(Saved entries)
════

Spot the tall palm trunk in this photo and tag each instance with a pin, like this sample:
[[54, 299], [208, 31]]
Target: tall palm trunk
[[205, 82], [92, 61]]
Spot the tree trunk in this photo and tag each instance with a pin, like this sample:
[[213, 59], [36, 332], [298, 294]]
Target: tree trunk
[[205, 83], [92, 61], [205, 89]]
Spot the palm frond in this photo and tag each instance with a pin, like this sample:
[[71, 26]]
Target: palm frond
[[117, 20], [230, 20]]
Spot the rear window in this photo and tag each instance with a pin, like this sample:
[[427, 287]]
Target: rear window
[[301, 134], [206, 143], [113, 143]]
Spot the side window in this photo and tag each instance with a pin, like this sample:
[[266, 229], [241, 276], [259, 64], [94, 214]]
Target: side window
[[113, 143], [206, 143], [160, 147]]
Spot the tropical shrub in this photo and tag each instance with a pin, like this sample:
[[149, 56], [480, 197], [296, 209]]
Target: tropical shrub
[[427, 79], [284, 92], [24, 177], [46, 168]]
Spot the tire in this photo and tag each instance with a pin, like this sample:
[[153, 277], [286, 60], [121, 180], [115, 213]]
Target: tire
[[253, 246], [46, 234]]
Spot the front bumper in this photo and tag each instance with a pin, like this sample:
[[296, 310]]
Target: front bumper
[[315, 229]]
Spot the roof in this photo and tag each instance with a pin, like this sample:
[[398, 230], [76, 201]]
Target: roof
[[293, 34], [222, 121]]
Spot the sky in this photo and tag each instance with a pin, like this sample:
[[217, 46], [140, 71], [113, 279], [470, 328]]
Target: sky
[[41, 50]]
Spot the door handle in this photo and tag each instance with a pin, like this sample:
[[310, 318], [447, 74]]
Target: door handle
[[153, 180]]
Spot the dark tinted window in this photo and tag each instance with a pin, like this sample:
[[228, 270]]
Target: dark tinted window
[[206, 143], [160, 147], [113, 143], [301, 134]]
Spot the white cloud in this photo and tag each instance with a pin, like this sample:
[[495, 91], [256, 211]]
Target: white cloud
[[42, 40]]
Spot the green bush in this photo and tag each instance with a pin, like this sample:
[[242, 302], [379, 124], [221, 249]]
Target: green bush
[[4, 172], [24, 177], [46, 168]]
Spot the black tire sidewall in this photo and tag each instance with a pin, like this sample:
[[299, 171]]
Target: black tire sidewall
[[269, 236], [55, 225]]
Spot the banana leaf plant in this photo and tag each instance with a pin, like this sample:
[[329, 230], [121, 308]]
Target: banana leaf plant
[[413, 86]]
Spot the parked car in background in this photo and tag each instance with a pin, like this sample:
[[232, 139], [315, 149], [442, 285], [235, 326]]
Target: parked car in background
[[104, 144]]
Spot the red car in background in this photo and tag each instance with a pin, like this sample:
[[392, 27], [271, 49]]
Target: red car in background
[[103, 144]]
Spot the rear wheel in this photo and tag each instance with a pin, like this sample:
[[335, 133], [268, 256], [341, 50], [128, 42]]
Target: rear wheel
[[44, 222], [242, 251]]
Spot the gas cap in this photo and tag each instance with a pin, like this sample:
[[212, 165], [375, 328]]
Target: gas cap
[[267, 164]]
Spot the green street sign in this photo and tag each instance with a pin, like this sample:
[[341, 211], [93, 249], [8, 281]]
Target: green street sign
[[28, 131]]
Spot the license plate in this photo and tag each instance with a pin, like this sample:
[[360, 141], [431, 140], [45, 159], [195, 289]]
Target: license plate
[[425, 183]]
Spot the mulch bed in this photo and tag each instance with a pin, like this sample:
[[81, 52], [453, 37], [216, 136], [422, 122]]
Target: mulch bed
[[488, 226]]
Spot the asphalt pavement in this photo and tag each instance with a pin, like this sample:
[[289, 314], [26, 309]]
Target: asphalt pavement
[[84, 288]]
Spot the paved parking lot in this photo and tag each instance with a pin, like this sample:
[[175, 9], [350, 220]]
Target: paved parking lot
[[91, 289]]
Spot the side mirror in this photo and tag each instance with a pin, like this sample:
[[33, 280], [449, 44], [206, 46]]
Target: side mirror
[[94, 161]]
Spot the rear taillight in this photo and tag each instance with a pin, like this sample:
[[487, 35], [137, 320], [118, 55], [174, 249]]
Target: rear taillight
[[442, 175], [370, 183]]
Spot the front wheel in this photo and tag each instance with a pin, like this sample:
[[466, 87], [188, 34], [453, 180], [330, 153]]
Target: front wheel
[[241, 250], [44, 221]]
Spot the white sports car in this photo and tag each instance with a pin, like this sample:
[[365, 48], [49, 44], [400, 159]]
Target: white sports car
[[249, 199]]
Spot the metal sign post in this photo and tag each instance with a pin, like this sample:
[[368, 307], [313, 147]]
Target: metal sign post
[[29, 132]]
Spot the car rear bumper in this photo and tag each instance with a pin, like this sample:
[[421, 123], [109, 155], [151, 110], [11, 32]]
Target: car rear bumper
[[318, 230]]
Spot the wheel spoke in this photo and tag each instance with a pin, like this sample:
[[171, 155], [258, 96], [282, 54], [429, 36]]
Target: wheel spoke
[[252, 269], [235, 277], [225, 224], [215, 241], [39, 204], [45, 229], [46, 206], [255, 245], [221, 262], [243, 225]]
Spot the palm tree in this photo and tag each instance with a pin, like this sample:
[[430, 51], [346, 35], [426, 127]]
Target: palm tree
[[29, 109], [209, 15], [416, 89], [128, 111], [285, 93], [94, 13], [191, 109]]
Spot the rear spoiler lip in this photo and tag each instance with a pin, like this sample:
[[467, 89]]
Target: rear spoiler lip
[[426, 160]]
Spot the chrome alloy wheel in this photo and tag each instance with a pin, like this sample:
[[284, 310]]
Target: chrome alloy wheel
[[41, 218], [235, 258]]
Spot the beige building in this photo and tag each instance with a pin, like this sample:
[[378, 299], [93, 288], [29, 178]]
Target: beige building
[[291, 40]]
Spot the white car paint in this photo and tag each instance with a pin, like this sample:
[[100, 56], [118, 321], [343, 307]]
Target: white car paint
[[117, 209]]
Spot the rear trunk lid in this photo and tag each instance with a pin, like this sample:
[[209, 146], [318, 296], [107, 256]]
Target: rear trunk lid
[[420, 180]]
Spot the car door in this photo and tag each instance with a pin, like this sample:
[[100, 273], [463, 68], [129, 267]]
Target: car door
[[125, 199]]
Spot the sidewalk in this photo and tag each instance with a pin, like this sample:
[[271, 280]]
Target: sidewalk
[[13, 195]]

════

EXERCISE OBJECTIVE>
Write out each entry exactly, and omit nothing.

RESULT>
Spot the tall palm trunk in this photo and tag each instance with a pin, like this sample:
[[54, 299], [208, 31]]
Target: tall palm trunk
[[205, 82], [92, 61]]
Spot the tree trunk in this photo and tag each instance with a pin, like this sample:
[[213, 59], [36, 332], [298, 294]]
Target: tree trunk
[[205, 83], [92, 61], [205, 89]]
Spot the palm frond in this photo and tag each instance with a pin, like this sample:
[[71, 26]]
Target: palm frond
[[117, 20], [230, 20]]
Spot the rear window in this photo and tag each instance with a pin, like this sample:
[[427, 287]]
Target: rear window
[[301, 134], [206, 143], [113, 143]]
Spot the side window in this photo and tag each instance with a pin, like this sample:
[[266, 229], [241, 276], [259, 64], [94, 214]]
Target: side window
[[113, 143], [206, 143], [160, 147]]
Spot the tropical shrub in this photo and tag each instance with a pin, like this sample:
[[149, 56], [480, 197], [296, 209]]
Target: tropical shrub
[[427, 79], [284, 92], [24, 177], [46, 168]]
Spot the tire in this photo and tag each instance with a pin, like this sample:
[[153, 277], [286, 60], [121, 180], [115, 213]]
Target: tire
[[253, 246], [46, 234]]
Spot the front bumper in this photo and tag each instance with a pin, like this sample:
[[296, 310]]
Target: front bumper
[[315, 229]]
Spot the roof in this photo and tag each instance with a pin, like this sample:
[[398, 230], [76, 201]]
Target: roof
[[293, 34], [222, 121]]
Spot the sky in this photo and tag each instance with a pin, like this sample:
[[217, 46], [140, 71], [113, 279], [470, 328]]
Target: sky
[[41, 50]]
Spot the door handle in this photo and tag each instance with a pin, like this sample:
[[310, 318], [447, 74]]
Target: door handle
[[153, 180]]
Spot the dark tinted window in this photo and tag each instance with a pin, like this sample:
[[228, 270]]
Target: dark tinted window
[[206, 143], [160, 147], [113, 143], [301, 134]]
Spot the white cloud in this photo and tag each instance with a pin, like this sample:
[[495, 91], [256, 211]]
Target: white cloud
[[42, 40]]
Spot the green bush in this photo and tag each instance with a pin, like this sample:
[[242, 302], [379, 124], [221, 249]]
Target: green bush
[[4, 172], [24, 177], [46, 168]]
Spot the black tire sidewall in this photo and tag each instance with a pin, like this sample:
[[299, 171]]
Target: black tire sidewall
[[269, 236], [55, 225]]
Spot the banana leaf plant in this photo and tag each instance with a pin, like this sample:
[[329, 230], [121, 308]]
Target: banana leaf plant
[[413, 86]]
Spot the parked car in background in this photo and tag each instance with a pin, like this sample:
[[232, 139], [315, 149], [442, 285], [235, 326]]
Target: parked car in background
[[104, 144]]
Spot the red car in background in this photo and tag each instance with a pin, like this sample:
[[392, 27], [271, 49]]
Target: red car in background
[[103, 144]]
Spot the rear wheel in this photo and tag each instance with a pin, like this sample:
[[335, 133], [268, 256], [341, 50], [128, 42]]
Target: rear wheel
[[44, 222], [242, 251]]
Spot the gas cap in this photo and tag each instance with a pin, like this sample:
[[212, 165], [375, 328]]
Target: gas cap
[[267, 164]]
Spot the green street sign in this photo and tag each instance with a pin, like this sample:
[[341, 211], [93, 249], [8, 281]]
Target: green street sign
[[28, 131]]
Spot the license plate in this photo and tag each instance with a pin, like this sample:
[[360, 141], [431, 140], [45, 159], [195, 289]]
Target: license plate
[[425, 183]]
Spot the mulch bed in this photo and tag each instance with a pin, like this sample:
[[81, 52], [453, 37], [216, 136], [422, 122]]
Target: mulch bed
[[488, 226]]
Spot the asphalt pavement in this photo and tag each instance with a pin, like this sample:
[[289, 314], [26, 309]]
Target: asphalt pavement
[[84, 288]]
Spot the paved parking lot in this photo and tag each instance with a pin, like this sample:
[[175, 9], [350, 220]]
Target: paved parking lot
[[91, 289]]
Spot the side mirror in this photo and tag each instance with a pin, like this sample:
[[33, 280], [449, 44], [206, 46]]
Target: side mirror
[[94, 161]]
Spot the rear taillight in this photo and tag each instance with a pin, like this sample:
[[487, 35], [137, 320], [118, 55], [174, 249]]
Target: rear taillight
[[442, 175], [370, 183]]
Spot the front wheel in this photo and tag each instance with a pin, like this sample:
[[466, 87], [188, 34], [453, 180], [330, 153]]
Target: front wheel
[[241, 250], [44, 221]]
Spot the white sports car in this photo and tag each instance with a pin, like this sample:
[[365, 48], [49, 44], [400, 159]]
Target: white sports car
[[249, 199]]
Spot the metal sign post in this photo and tag each instance with a pin, like this sample:
[[368, 307], [313, 147]]
Target: metal sign post
[[29, 132]]
Spot the car rear bumper in this photo and tag each instance with a pin, like this sample:
[[421, 123], [109, 155], [151, 110], [11, 32]]
Target: car rear bumper
[[318, 230]]
Spot the wheel spoke in this photo and tag each instance with a pin, like this sample:
[[171, 155], [258, 96], [282, 54], [429, 36]]
Target: wheel spoke
[[252, 269], [235, 277], [225, 224], [215, 241], [39, 204], [45, 229], [46, 206], [255, 245], [221, 262], [243, 225]]
Spot the palm tree in this photo and tag each instance with a pin, like this sample:
[[430, 51], [346, 35], [426, 127]]
Target: palm tree
[[29, 109], [209, 15], [416, 89], [128, 111], [285, 93], [94, 13], [191, 109]]
Spot the rear spoiler lip in this photo and tag each instance with a pin, like this sample:
[[467, 89]]
Target: rear spoiler lip
[[426, 160]]
Spot the chrome alloy wheel in this photo and tag each instance with a pin, like this sample:
[[284, 310]]
Target: chrome alloy wheel
[[41, 218], [235, 258]]
Spot the beige building in this photo and tag each instance with a pin, like this sample:
[[378, 299], [93, 288], [29, 178]]
Target: beige building
[[291, 40]]
Spot the white car paint in this photo and tag each instance with a pin, like this sample:
[[100, 56], [118, 321], [343, 307]]
Target: white car paint
[[117, 209]]
Spot the rear trunk lid in this photo and tag each instance with a pin, like this sample:
[[209, 146], [318, 296], [107, 256]]
Target: rear trunk lid
[[420, 180]]
Spot the car door in this photo and tag each instance with a pin, like this sample:
[[100, 273], [463, 68], [129, 267]]
Target: car door
[[125, 199]]
Spot the sidewalk in this photo and tag each instance with a pin, like this sample:
[[271, 280]]
Target: sidewalk
[[13, 195]]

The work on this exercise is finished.